++++ ページ抜粋 ++++

モスクワで売られている商品が何らかの指針になるとすれば、ロシアはドナルド・トランプ氏の大統領時代が朗報になるとみている。
「トランプ・チェンジオーバー」と銘打った金色の「iPhone(アイフォーン)」特別モデルが売られており、スーパーには、トランプ氏の顔が描かれた袋入りの砂糖が登場した。トランプ氏は必然的にマトリョーシカ人形になっており、モスクワのアルバート通りの土産物店でプーチン大統領と木製の肩を並べている。
トランプ氏は大統領選でプーチン氏を称賛していたため、ロシアの明らかな歓迎ぶりは理解できる。だがクレムリン(ロシア大統領府)は、成り行きを見守るアプローチを取っている。クレムリンについては、米情報機関はハッキングとプロパガンダ(宣伝工作)によってトランプ氏がヒラリー・クリントン氏を倒すのを助けようとしたと結論している。
「ロシアの戦略的封じ込めの措置が目先緩和されるという幻想は抱いていない」。プーチン氏の安全保障会議を率いるタカ派のパトルシェフ書記は今週、政府系新聞ロシスカヤ・ガゼータ紙のインタビューでこう語った。

++++

課題 A
ロシアとトランプ氏に関する記事で、モスクワで売られているトランプ氏関連の商品をすべて挙げてください。
課題 B
ロシアとトランプ氏に関する記事に基づき、次の問いに答えてください。
(i) トランプ氏のマトリョーシカ人形が売られている土産物店は、モスクワのどの通りにありますか。
(ii) 米情報機関の結論によれば、クレムリンはどのような手段でトランプ氏を助けようとしたのですか。
(iii) パトルシェフ書記がインタビューに応じた新聞は何ですか。
課題 C
ロシアとトランプ氏に関する記事を、最後の文の後から書き継いでください。

++++ データ記録 ++++

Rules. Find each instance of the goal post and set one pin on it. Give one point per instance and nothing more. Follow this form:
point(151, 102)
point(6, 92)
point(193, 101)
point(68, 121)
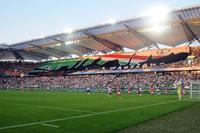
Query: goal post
point(194, 90)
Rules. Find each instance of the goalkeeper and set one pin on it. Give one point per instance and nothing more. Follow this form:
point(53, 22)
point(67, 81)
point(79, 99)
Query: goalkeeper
point(179, 87)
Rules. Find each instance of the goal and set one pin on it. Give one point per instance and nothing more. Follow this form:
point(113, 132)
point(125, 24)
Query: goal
point(194, 90)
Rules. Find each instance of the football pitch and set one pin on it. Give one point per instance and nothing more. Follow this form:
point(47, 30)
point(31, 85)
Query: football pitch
point(73, 112)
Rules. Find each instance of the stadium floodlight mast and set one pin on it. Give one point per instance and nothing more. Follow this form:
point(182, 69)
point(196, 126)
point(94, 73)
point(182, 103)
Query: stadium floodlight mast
point(158, 16)
point(112, 21)
point(68, 30)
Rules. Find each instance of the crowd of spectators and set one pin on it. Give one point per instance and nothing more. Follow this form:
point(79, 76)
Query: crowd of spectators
point(16, 68)
point(126, 81)
point(23, 68)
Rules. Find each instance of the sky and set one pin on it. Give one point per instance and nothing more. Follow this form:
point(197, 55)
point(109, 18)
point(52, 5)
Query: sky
point(22, 20)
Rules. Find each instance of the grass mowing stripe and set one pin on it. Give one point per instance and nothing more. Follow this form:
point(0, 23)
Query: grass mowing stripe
point(81, 116)
point(49, 107)
point(50, 125)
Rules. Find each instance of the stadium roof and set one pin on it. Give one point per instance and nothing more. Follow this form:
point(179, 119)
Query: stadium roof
point(173, 28)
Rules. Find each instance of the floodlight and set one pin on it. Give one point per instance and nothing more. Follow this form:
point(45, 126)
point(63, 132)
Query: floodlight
point(158, 28)
point(68, 30)
point(158, 14)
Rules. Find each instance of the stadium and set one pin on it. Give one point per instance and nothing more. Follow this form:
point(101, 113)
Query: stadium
point(136, 75)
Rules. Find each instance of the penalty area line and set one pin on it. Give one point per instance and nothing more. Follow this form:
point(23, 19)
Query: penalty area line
point(50, 107)
point(86, 115)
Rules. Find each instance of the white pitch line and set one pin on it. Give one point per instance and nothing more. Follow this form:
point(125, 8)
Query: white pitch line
point(49, 125)
point(49, 107)
point(87, 115)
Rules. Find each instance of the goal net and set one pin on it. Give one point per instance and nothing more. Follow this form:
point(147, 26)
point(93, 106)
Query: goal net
point(194, 90)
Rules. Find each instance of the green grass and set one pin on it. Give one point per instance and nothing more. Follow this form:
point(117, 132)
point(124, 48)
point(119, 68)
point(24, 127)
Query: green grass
point(182, 121)
point(80, 113)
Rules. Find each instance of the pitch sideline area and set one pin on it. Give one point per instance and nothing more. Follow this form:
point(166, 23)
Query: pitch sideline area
point(57, 112)
point(186, 120)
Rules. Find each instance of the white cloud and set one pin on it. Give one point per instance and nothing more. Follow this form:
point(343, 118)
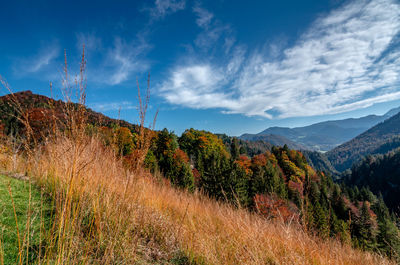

++++

最終回答 A
・「トランプ・チェンジオーバー」と銘打った金色の「iPhone(アイフォーン)」特別モデル
・トランプ氏の顔が描かれた袋入りの砂糖
・トランプ氏のマトリョーシカ人形

最終回答 B
(i) アルバート通り
(ii) ハッキングとプロパガンダ(宣伝工作)
(iii) 政府系新聞ロシスカヤ・ガゼータ紙

最終回答 C
パトルシェフ氏の言い分はこうだ。オバマ米大統領の政策が米ロ関係を後退させ、北大西洋条約機構(NATO)と欧州連合(EU)をロシア政府と衝突する道にはめた。「こうした状況では、ドナルド・トランプの米大統領選出が、米ロ関係に根本的な変化をもたらすかは語れない」と同氏は付け加えた。
■「変化への期待行き過ぎ」ロシア専門家
モスクワの政府関係者がすべてパトルシェフ氏ほど懐疑的なわけではないが、ロシアの大方の観測筋は、トランプ氏の大統領就任後に、米政府の対ロ政策に抜本的な変化があるとの期待は行き過ぎだとの見方で一致している。
「ブレグジット(英国のEU離脱)が決まった国民投票の後、トランプ氏の到来は、世界がロシアの方向へと変わりつつあることの最も強力な証拠だ」。外交政策の政府系シンクタンク、ロシア国際問題評議会のアンドレイ・コルトゥノフ会長は言う。だが同氏は、トランプ氏の政策課題の上位には、中国などロシア以外の国々が占める可能性が高いと考えている。新政権は移民などの国内問題にも重点を置くことから、ロシアとの関係修復が最優先課題になる見込みは薄い。
オバマ氏がロシア、特にプーチン氏に十分な関心と敬意を払わなかったということがロシア政府の憤りの根底にある。これが最も直接的に表明されたのが、オバマ氏が2014年3月、ロシアがクリミアを編入した後に、ロシアを「地域大国(regional power)」と呼んだときのことだ。
ロシア政府関係者らは、今のところ、2人の大統領が幸先のいいスタートを切れるように専念していると話す。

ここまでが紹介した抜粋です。